__TEXT SECTION__:
TopGear tours Gordon Murray’s incredible T50 factory, and we play with a knob

By topgearsingapore, 22 February 2022

If you learn nothing else about supercars today, then remember this: there is one component of the Gordon Murray Automotive T50 which Gordon himself insisted was made heavier – yes, heavier – than it strictly needed to be. 

It’s the gearknob.

“That is heavy on purpose” Gordon explains as I pick up the glossy black ball from a shelf of T50 pieces and express shock at its unexpected heft. “We tested three different weights and this one overcomes the notchy synchro feel in first and second gear on a really fast gearchange.”

There you have it. The only piece of Gordon’s V12 hypercar that’s heavier than it strictly needs to be is the bit that makes changing gear manual feel nicer. What a guy. What a car.

You join me amid a guided tour of the T50’s production line, in late 2021. XP cars – that’s eXperimental Prototypes – stand in various stages of completeness in the surgically clean industrial unit. It’s quiet, ordered, and calm.

There’s no hacking of bodywork with circular saws and flying sparks to make the early mules fit together. No packaging on the floor. If you weren’t aware of the Gordon Murray story, you might think this place has been churning out supercars for decades, not dipping its toe into the water for the very first time. 

All 100 owners of a T50 will be (or have been) offered a guided tour of this production line by Gordon himself. When you’re paying £2.36 million plus taxes for a toy, you get more than just floor mats and a tank of fuel thrown in on the house.

This is the very building Professor Murray once housed his entire collection of lightweight cars and motorcycles in, displaying his weight-saving ethos next to a recreation of his old draftsmen’s office and some of his beloved jukeboxes. Now, the classics have mostly been moved aside, to make way for the T50’s birthplace. And today, Gordon’s giving me the customer treatment.

__EXERCISE TASK__:
Duplicate the T50 factory tour article word for word.

[Named object pointing items]
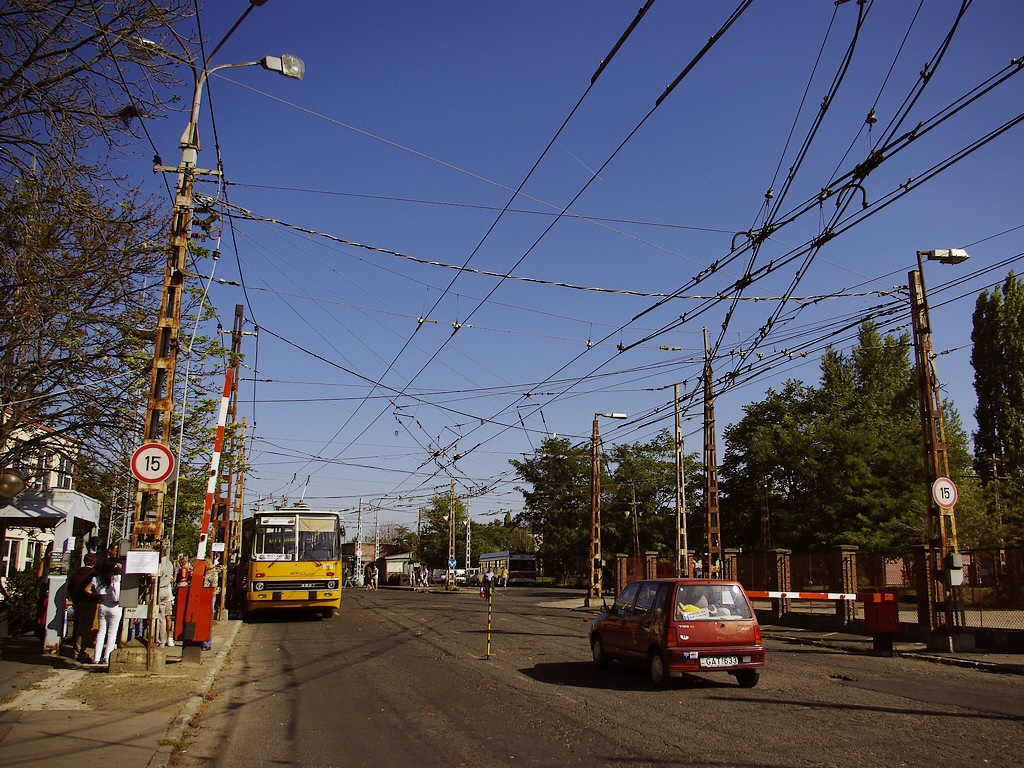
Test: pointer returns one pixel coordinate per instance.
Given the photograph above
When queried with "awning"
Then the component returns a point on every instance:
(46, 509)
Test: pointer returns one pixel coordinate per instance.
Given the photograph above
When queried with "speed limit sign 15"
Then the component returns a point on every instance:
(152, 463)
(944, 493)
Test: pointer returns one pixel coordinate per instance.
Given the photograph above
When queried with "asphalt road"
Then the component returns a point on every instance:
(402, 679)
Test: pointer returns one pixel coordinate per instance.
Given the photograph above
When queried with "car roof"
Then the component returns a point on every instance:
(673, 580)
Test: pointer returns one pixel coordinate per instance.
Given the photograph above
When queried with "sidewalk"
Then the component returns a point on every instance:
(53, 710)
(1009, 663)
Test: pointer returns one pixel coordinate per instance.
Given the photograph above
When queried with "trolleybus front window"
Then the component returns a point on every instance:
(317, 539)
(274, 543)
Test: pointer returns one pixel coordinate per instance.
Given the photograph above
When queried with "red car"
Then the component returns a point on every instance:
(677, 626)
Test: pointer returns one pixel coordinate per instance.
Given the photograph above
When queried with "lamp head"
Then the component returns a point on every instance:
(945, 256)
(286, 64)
---
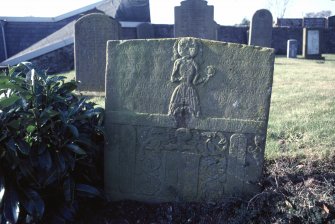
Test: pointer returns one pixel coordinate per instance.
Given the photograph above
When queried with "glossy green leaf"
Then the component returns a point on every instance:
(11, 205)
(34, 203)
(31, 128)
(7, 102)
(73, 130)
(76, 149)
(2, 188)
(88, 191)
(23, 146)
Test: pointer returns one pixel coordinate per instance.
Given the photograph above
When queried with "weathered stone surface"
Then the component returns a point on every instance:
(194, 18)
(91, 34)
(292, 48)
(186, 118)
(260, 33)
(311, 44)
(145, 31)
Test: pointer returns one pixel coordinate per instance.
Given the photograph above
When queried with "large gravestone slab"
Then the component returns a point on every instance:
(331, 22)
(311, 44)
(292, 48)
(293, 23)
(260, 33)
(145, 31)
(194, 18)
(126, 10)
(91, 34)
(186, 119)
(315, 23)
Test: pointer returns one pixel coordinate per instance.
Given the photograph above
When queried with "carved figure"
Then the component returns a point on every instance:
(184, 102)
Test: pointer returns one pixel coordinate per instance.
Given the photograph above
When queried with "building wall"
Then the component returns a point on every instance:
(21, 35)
--
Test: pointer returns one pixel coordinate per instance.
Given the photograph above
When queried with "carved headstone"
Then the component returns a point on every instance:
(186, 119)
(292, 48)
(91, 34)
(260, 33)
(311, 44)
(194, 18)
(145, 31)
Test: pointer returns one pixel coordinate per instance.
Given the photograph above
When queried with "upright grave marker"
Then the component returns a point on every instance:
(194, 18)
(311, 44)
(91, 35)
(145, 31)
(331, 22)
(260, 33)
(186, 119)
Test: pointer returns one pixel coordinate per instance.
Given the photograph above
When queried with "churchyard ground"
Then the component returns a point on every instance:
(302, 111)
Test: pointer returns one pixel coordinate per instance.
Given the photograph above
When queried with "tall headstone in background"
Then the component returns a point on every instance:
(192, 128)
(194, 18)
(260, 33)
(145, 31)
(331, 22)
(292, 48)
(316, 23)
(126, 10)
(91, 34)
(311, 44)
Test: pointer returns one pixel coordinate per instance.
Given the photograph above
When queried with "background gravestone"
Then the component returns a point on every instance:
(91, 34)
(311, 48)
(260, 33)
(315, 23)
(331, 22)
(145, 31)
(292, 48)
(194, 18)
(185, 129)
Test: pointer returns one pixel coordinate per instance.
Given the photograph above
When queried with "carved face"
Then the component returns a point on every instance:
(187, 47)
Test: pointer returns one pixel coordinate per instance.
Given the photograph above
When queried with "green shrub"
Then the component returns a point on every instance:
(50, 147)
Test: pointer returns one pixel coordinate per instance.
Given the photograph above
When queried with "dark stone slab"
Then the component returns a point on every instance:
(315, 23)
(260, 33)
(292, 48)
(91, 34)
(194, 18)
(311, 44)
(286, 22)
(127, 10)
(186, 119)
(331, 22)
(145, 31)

__COMPLETED EXERCISE__:
TopGear tours Gordon Murray’s incredible T50 factory, and we play with a knob

By topgearsingapore, 22 February 2022

If you learn nothing else about supercars today, then remember this: there is one component of the Gordon Murray Automotive T50 which Gordon himself insisted was made heavier – yes, heavier – than it strictly needed to be. 

It’s the gearknob.

“That is heavy on purpose” Gordon explains as I pick up the glossy black ball from a shelf of T50 pieces and express shock at its unexpected heft. “We tested three different weights and this one overcomes the notchy synchro feel in first and second gear on a really fast gearchange.”

There you have it. The only piece of Gordon’s V12 hypercar that’s heavier than it strictly needs to be is the bit that makes changing gear manual feel nicer. What a guy. What a car.

You join me amid a guided tour of the T50’s production line, in late 2021. XP cars – that’s eXperimental Prototypes – stand in various stages of completeness in the surgically clean industrial unit. It’s quiet, ordered, and calm.

There’s no hacking of bodywork with circular saws and flying sparks to make the early mules fit together. No packaging on the floor. If you weren’t aware of the Gordon Murray story, you might think this place has been churning out supercars for decades, not dipping its toe into the water for the very first time. 

All 100 owners of a T50 will be (or have been) offered a guided tour of this production line by Gordon himself. When you’re paying £2.36 million plus taxes for a toy, you get more than just floor mats and a tank of fuel thrown in on the house.

This is the very building Professor Murray once housed his entire collection of lightweight cars and motorcycles in, displaying his weight-saving ethos next to a recreation of his old draftsmen’s office and some of his beloved jukeboxes. Now, the classics have mostly been moved aside, to make way for the T50’s birthplace. And today, Gordon’s giving me the customer treatment.